### Exercise requirements
Write the next part of the Dear Bacon advice column below, picking up right after its last sentence.

### Text

Tags: adventure, advice, advice column, amusement park, animal, anipals, appreciation, bacon, Bad, cat, column, comedy, cute, Dear Abby, Dear Bacon, death, dog, entertainment, fly, Food, freedom, Friends, fun, funny, games, growing up, guilty, happy, horse, Hotel Thompson, humor, kid, leap frog, Love, miniature pot bellied pig, not guilty, pet, pets, pig, play, playful, priceless, sex, shredder, smart, snorts, spoiled, squirrel, trouble, warning, wrinkles

Dear Bacon – What? Us reindeer can’t make a living only working one time a year at Christmas. So what do we do for part time gigs? Well I myself go from flea market to flea market taking pictures with the humans. Sometimes just for fun, I’ll stick my tongue out. For some reasons, the humans love that. Hey – it’s a living in between working for the fat dude. Signed Donner
Dear Donner – You know I really never did think about what ya’ll did for the rest of the year. I guess you would have to make some money during the year. And hey, why not stick your tongue out? I bet you make more money doing that, right? Way to go my friend. If you are ever near these parts, stop in for some treats.

### Data
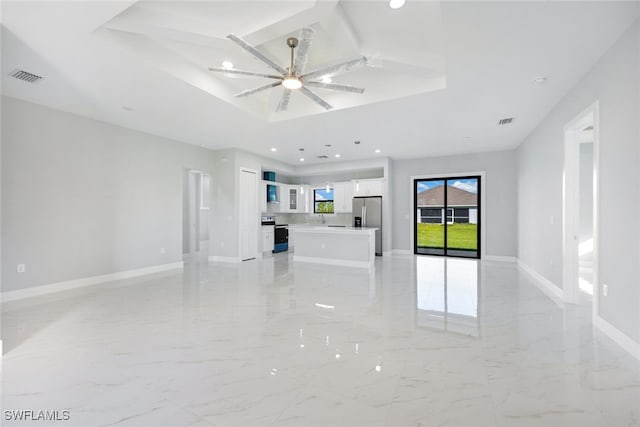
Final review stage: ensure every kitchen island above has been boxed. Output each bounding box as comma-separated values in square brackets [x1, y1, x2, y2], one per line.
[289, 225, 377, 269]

==

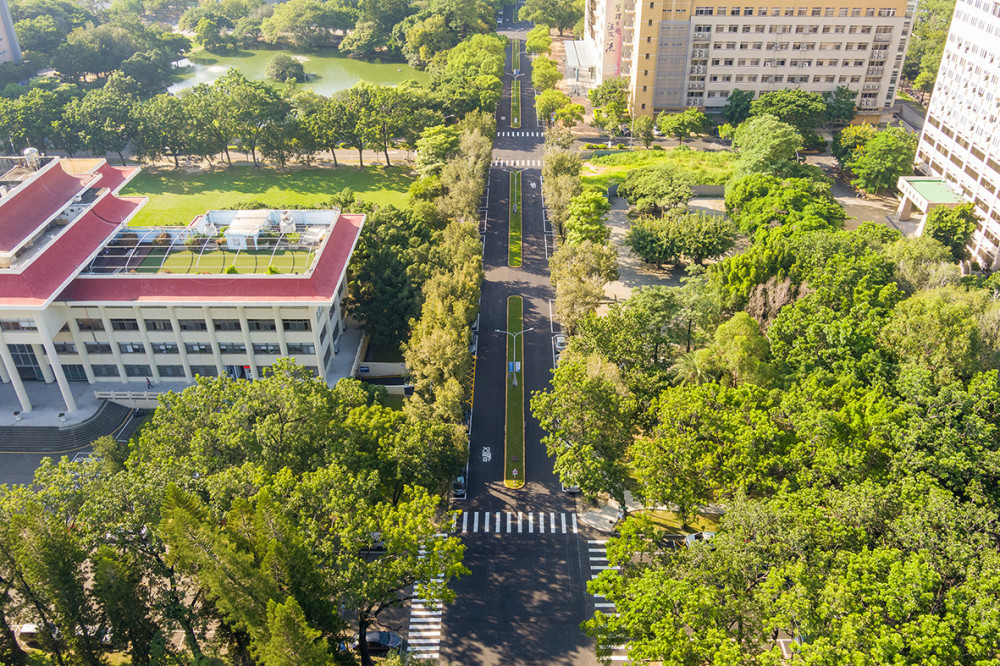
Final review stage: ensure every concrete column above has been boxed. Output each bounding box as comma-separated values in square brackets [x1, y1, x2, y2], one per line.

### Result for this exercise
Dear Bacon – What has been seen can not now be unseen. Why do the humans think they can run naked throughout the house when other humans are not around? Are we not considered family? Nobody wants to see that – put some clothes on. And let me just say, just because other humans aren’t around, we don’t want to smell your farts either. My gosh – what was that a motor boat?? Signed Shocked
Dear Shocked – WOW – it must have been a vision that can not be erased from your memory. The look on your face tells me everything. And the run by motor boat, it had to be your dad, wasn’t it? Shakes piggy head. My dad does that too and then tries to blame it on me when mom walks in the room. Dude, they ought to bottle that stuff up for hazardous materials!
Dear Bacon – For some reason, I don’t think that humans are suppose to get up and then fall over. I saw my mistress working at her desk, stand up and then fall over and go boom. Her eyes were shut and everything. I just sat here and watched… and waited. Is it normal? Do you humans just get tired like this? Signed Watcher
Dear Watcher – Shakes head no. I don’t think that is normal my friend. Did she finally get up? Maybe she was looking at the family budget. Sometimes my dad’s eyes will roll to the back of his head when he looks at the budget at the end of the month. Yeah – maybe that’s it. For some reasons, numbers do that to humans. I don’t get it either. I mean what’s to budget for? Just our food is important.

Dear Bacon – What? Haven’t you ever seen a kangaroo with his rabbit? This is my buddy Hopper – he’s my pal. He never talks back and goes everywhere I do. Sure my friends talk about me behind my back but they’re just jealous. Don’t you have a friend too? Signed Hopper Times Two
Dear Hopper Times Two – Who are other people to judge? If you want Hopper around with you all of the time, so be it. I have little friends around the Hotel Thompson that I count as my friends. It’s no different. You be your own kangaroo and don’t worry about what people say behind your back. They are just jealous that they don’t have a close friend like yours. Hop on and take care!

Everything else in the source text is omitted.